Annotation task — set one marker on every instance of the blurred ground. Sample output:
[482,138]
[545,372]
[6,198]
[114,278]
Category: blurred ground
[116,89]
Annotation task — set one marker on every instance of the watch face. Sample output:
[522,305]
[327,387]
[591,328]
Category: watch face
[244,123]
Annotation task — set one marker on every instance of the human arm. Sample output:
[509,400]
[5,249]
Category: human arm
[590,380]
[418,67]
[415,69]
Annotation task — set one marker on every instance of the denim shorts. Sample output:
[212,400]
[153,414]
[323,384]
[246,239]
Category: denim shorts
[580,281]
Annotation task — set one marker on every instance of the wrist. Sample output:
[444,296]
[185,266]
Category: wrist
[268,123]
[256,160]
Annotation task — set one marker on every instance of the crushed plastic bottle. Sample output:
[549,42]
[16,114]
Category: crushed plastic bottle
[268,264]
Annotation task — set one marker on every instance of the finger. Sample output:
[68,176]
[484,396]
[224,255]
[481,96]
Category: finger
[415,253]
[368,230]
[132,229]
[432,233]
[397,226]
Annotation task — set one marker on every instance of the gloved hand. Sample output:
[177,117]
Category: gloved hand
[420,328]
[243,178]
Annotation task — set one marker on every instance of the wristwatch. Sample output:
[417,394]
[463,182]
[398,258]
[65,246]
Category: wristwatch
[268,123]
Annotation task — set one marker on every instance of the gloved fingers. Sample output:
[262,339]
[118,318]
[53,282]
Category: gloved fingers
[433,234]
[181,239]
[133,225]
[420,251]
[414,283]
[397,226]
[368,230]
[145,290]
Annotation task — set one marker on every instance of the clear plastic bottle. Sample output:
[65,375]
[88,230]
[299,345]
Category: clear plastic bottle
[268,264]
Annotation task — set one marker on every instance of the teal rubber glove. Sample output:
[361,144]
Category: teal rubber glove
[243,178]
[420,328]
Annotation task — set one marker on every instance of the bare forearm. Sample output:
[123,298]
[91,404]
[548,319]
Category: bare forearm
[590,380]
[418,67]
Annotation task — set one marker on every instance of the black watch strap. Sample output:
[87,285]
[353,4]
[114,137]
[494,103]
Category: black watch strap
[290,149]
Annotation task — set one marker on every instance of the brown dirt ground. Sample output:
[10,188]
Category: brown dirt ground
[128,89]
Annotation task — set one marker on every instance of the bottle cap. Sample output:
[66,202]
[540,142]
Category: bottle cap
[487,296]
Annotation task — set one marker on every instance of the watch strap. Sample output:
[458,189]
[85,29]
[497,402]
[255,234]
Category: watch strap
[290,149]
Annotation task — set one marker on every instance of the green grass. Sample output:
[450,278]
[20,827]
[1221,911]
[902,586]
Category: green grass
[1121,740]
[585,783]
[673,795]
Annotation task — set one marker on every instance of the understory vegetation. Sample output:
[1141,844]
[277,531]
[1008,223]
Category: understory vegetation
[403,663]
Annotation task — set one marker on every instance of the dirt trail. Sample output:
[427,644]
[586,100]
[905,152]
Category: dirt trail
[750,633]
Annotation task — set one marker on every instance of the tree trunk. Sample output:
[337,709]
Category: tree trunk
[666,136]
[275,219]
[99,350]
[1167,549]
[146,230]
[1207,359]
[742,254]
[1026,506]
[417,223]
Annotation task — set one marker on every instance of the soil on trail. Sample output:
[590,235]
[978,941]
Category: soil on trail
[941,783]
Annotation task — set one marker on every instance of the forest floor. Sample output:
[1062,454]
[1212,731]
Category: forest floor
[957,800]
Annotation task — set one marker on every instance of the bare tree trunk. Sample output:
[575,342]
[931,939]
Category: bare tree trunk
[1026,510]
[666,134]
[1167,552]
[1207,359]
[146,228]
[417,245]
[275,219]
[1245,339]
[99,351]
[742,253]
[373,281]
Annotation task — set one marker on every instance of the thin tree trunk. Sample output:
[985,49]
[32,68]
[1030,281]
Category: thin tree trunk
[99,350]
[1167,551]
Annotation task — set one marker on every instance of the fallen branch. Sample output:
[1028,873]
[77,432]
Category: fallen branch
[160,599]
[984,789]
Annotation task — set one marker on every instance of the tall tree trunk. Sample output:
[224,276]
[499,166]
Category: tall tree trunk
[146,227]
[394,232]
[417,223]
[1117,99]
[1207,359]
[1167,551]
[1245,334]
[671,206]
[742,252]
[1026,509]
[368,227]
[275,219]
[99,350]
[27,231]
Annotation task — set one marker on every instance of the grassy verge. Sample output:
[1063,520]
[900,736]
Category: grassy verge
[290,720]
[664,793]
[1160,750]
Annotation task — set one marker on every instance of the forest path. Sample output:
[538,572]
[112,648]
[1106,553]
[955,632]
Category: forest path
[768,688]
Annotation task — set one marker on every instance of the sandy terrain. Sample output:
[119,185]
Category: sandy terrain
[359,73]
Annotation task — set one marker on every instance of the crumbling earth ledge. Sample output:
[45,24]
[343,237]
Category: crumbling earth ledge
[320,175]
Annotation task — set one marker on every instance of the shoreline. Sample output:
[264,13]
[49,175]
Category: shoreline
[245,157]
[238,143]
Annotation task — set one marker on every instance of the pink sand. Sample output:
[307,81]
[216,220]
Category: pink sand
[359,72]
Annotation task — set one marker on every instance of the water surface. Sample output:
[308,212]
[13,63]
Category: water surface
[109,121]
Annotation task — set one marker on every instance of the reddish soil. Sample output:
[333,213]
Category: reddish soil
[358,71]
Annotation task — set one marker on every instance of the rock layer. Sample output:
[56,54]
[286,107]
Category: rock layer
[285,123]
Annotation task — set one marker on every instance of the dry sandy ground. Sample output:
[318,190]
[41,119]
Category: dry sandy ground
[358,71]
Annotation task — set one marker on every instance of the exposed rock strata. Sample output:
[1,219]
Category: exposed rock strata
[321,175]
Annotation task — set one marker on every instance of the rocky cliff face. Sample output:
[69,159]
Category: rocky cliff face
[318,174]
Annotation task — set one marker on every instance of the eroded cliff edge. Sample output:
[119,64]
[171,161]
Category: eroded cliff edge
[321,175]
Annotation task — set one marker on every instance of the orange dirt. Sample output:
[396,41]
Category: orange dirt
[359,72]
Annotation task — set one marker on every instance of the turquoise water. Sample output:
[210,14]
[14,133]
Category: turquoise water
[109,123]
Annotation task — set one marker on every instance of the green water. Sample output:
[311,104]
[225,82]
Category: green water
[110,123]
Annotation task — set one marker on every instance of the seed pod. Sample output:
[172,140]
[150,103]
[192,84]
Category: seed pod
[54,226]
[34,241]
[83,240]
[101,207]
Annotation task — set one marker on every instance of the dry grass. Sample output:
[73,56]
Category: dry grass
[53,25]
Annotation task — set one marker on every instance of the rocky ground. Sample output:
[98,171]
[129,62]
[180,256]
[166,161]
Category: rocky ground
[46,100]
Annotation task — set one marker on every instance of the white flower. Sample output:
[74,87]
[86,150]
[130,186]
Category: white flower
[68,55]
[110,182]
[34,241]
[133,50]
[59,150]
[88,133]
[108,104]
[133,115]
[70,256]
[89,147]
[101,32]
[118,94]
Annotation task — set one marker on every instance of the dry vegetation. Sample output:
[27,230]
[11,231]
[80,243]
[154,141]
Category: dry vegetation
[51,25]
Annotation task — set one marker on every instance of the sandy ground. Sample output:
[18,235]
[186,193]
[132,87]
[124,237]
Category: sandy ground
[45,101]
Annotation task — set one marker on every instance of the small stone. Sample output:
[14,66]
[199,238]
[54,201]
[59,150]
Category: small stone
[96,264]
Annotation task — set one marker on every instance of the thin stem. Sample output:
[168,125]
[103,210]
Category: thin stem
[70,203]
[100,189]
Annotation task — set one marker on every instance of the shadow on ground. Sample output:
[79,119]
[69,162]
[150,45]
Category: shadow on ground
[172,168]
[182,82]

****

TAREFA CURTA: Reproduza todos os registros acima, linha por linha, sem alterar nada.

RESULTADO:
Annotation task — set one marker on every instance of the blurred ground. Sample output:
[482,138]
[545,372]
[6,198]
[114,278]
Category: blurred ground
[116,89]
Annotation task — set one marker on every instance of the watch face. Sample output:
[522,305]
[327,387]
[591,328]
Category: watch face
[244,123]
Annotation task — set one marker on every instance of the human arm. Sample output:
[509,400]
[5,249]
Category: human arm
[590,380]
[418,67]
[415,69]
Annotation task — set one marker on every instance of the denim shorts. Sample output:
[212,400]
[153,414]
[323,384]
[246,239]
Category: denim shorts
[580,281]
Annotation task — set one marker on every instance of the wrist. Sample output:
[444,296]
[185,266]
Category: wrist
[268,123]
[256,160]
Annotation task — set one marker on every instance of the crushed plastic bottle. Sample output:
[549,42]
[16,114]
Category: crushed plastic bottle
[268,264]
Annotation task — set one marker on every instance of the finger. Sample output:
[68,176]
[484,396]
[224,255]
[481,96]
Category: finger
[415,253]
[368,230]
[132,229]
[432,233]
[397,226]
Annotation task — set one marker on every instance of the gloved hand. Sample output:
[177,117]
Category: gloved hand
[420,328]
[243,178]
Annotation task — set one marker on every instance of the wristwatch. Sample output:
[417,394]
[463,182]
[398,258]
[65,246]
Category: wristwatch
[268,123]
Annotation task — set one marker on every instance of the gloved fingers. Sample output:
[262,339]
[118,318]
[53,282]
Category: gloved fingers
[433,234]
[181,239]
[133,225]
[420,251]
[414,283]
[397,226]
[368,230]
[145,290]
Annotation task — set one marker on every instance of the clear plastic bottle. Sample output:
[65,375]
[88,230]
[299,345]
Category: clear plastic bottle
[268,264]
Annotation task — set one marker on every instance of the teal rubber glove. Sample output:
[361,144]
Category: teal rubber glove
[243,178]
[420,328]
Annotation task — set one marker on every instance of the bare forearm. Sample output:
[123,298]
[91,404]
[548,319]
Category: bare forearm
[590,380]
[418,67]
Annotation task — set one marker on every instance of the black watch strap. Sample output:
[87,285]
[353,4]
[114,137]
[494,103]
Category: black watch strap
[290,149]
Annotation task — set one marker on every instance of the brown dirt ground. Sample output:
[10,188]
Category: brown dirt ground
[128,89]
Annotation task — set one marker on every instance of the bottle cap. Sample output:
[66,202]
[540,142]
Category: bottle cap
[487,296]
Annotation task — set one marker on every instance of the watch strap. Sample output:
[458,189]
[85,29]
[497,402]
[255,234]
Category: watch strap
[290,149]
Annotation task — set one marker on every instance of the green grass. Sample output:
[450,278]
[20,827]
[1221,911]
[902,586]
Category: green grass
[1121,740]
[585,783]
[673,795]
Annotation task — set one marker on every instance of the understory vegetation. Sample output:
[1141,844]
[277,531]
[1008,223]
Category: understory vegetation
[403,663]
Annotation task — set one marker on every instance of the dirt trail. Sample output:
[427,644]
[586,100]
[905,152]
Category: dirt trail
[750,633]
Annotation task — set one marker on every instance of the tree trunk. Sample output:
[337,709]
Category: tree trunk
[666,136]
[275,219]
[99,350]
[1167,549]
[146,230]
[1207,359]
[742,254]
[1026,506]
[417,223]
Annotation task — set one marker on every instance of the soil on trail. Sample output:
[590,235]
[978,941]
Category: soil on trail
[941,783]
Annotation task — set one marker on every instance of the forest floor. Sample output:
[1062,454]
[1212,731]
Category: forest floor
[957,800]
Annotation task — set one marker on every instance of the bare tree trunk. Sample output:
[575,342]
[931,939]
Category: bare tree trunk
[1026,510]
[666,134]
[1167,552]
[1207,359]
[146,228]
[417,245]
[275,219]
[1245,339]
[99,351]
[742,253]
[373,281]
Annotation task — set one marker on every instance of the thin tree trunk. Sample output:
[985,49]
[32,68]
[1030,281]
Category: thin tree trunk
[99,350]
[1167,551]
Annotation task — set one marker on every instance of the fallen branch. Sample output:
[1028,873]
[77,432]
Category: fallen branch
[160,599]
[984,789]
Annotation task — set one marker on every instance of the tall tree trunk. Sample output:
[224,276]
[499,166]
Category: tall tree trunk
[146,227]
[394,232]
[417,223]
[1117,99]
[1207,359]
[1167,551]
[1245,334]
[671,206]
[742,252]
[1026,509]
[368,227]
[275,219]
[99,350]
[27,231]
Annotation task — set one marker on every instance of the grassy verge. Sample output:
[1063,520]
[900,736]
Category: grassy verge
[290,720]
[664,793]
[1160,750]
Annotation task — set one marker on every instance of the forest path. Sample output:
[538,572]
[112,648]
[1106,553]
[955,632]
Category: forest path
[768,688]
Annotation task — set one marker on every instance of the sandy terrain. Sample output:
[119,185]
Category: sandy terrain
[359,73]
Annotation task — set one marker on every instance of the crumbling earth ledge. Sample output:
[45,24]
[343,237]
Category: crumbling earth ledge
[320,175]
Annotation task — set one marker on every instance of the shoreline. Sample output:
[264,13]
[49,175]
Category: shoreline
[245,157]
[238,143]
Annotation task — set one marker on every instance of the pink sand. Sample output:
[307,81]
[216,220]
Category: pink sand
[359,72]
Annotation task — set one marker on every instance of the water surface. Sample output:
[308,212]
[13,63]
Category: water surface
[109,121]
Annotation task — set one marker on every instance of the reddish soil. Sample output:
[333,213]
Category: reddish soil
[358,71]
Annotation task — set one marker on every instance of the rock layer. Sample output:
[56,54]
[286,107]
Category: rock layer
[285,123]
Annotation task — set one marker on every instance of the dry sandy ground. Sample output:
[318,190]
[41,119]
Category: dry sandy ground
[358,71]
Annotation task — set one marker on every instance of the exposed rock strata. Sample output:
[1,219]
Category: exposed rock strata
[321,175]
Annotation task — set one marker on every instance of the rocky cliff face. Sample output:
[69,159]
Category: rocky cliff face
[318,174]
Annotation task — set one marker on every instance of the eroded cliff edge. Sample output:
[119,64]
[171,161]
Category: eroded cliff edge
[321,175]
Annotation task — set one marker on every instance of the orange dirt. Sample output:
[396,41]
Category: orange dirt
[359,72]
Annotation task — set one marker on every instance of the turquoise water. Sample output:
[210,14]
[14,133]
Category: turquoise water
[109,123]
Annotation task — set one marker on every instance of the green water. Sample output:
[311,104]
[225,82]
Category: green water
[110,123]
Annotation task — set one marker on every instance of the seed pod. Sample output:
[172,140]
[150,103]
[192,84]
Category: seed pod
[54,226]
[34,241]
[83,240]
[101,207]
Annotation task — set one marker on every instance of the dry grass. Sample output:
[73,56]
Category: dry grass
[53,25]
Annotation task — set one marker on every instance of the rocky ground. Sample output:
[98,171]
[129,62]
[180,256]
[166,161]
Category: rocky ground
[46,100]
Annotation task — set one marker on every instance of the white flower. Sample output:
[74,87]
[86,150]
[130,186]
Category: white flower
[68,55]
[110,182]
[34,241]
[133,50]
[59,150]
[88,133]
[108,104]
[133,115]
[70,256]
[89,147]
[101,32]
[118,94]
Annotation task — set one marker on every instance of the dry vegetation. Sample output:
[27,230]
[11,231]
[80,243]
[154,141]
Category: dry vegetation
[51,25]
Annotation task — set one marker on every instance of the sandy ground. Sample output:
[18,235]
[186,193]
[132,87]
[124,237]
Category: sandy ground
[45,101]
Annotation task — set one marker on every instance of the small stone. Sample output:
[14,66]
[199,238]
[54,201]
[59,150]
Category: small stone
[96,264]
Annotation task — set one marker on every instance of the thin stem. Sample output:
[168,125]
[103,210]
Category: thin stem
[70,203]
[100,189]
Annotation task — set one marker on every instance of the shadow on ground. Sample output:
[79,119]
[69,162]
[150,45]
Category: shadow on ground
[172,168]
[182,82]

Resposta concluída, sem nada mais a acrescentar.